* TEXTE PRÉSENTÉ
Le cas finlandais
L’agitation débridée des bolcheviks en faveur de la sécession des nations les frappa eux-mêmes, dès 1918, comme par un retour du boomerang. C’est ainsi que la Finlande, généreusement affranchie par Lénine, sitôt qu’elle en eût terminé chez elle avec le “droit des travailleurs à disposer d’eux-mêmes” fit connaître ses prétentions territoriales, lesquelles englobaient des régions qui n’avaient même jamais appartenu aux Finnois (Petchenga, la Carélie orientale, Petrozavodsk et même Petrograd) . Cette erreur de calcul fut finalement payée par la cession, en 1920, de Petchenga à la Finlande. Au reste, les choses ne se présentaient pas mieux dans les territoires restés sous domination bolchevique. En mars 1918, Staline écrivit avec humeur que les régions périphériques étaient incapables de se prononcer « clairement et distinctement sur les formas concrètes d’une fédération ».

* CONSIGNE 1
Énumérez les régions que, selon le texte sur le cas finlandais, la Finlande revendiqua.
* CONSIGNE 2
Répondez brièvement, d'après le texte sur le cas finlandais :
(a) En quelle année Petchenga fut-elle cédée à la Finlande ?
(b) Qui affranchit la Finlande ?
(c) Qui écrivit en mars 1918 au sujet des régions périphériques ?
* CONSIGNE 3
D'après le texte sur le cas finlandais, en quoi l'agitation des bolcheviks en faveur de la sécession des nations se retourna-t-elle contre eux ?
La liste qui suit constitue un matériau distinct du texte présenté.

* MATÉRIAU FOURNI
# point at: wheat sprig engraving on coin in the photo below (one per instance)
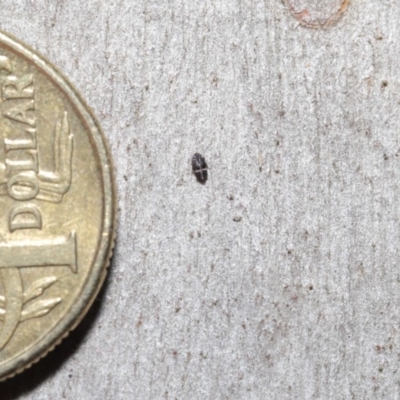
(58, 207)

* RÉPONSE 1
Petchenga, la Carélie orientale, Petrozavodsk, Petrograd

* RÉPONSE 2
(a) En 1920.
(b) Lénine.
(c) Staline.

* RÉPONSE 3
La Finlande, affranchie par Lénine, formula des prétentions territoriales sur des régions qui n'avaient jamais appartenu aux Finnois, dont Petchenga, la Carélie orientale, Petrozavodsk et Petrograd. Cette erreur de calcul se solda en 1920 par la cession de Petchenga à la Finlande.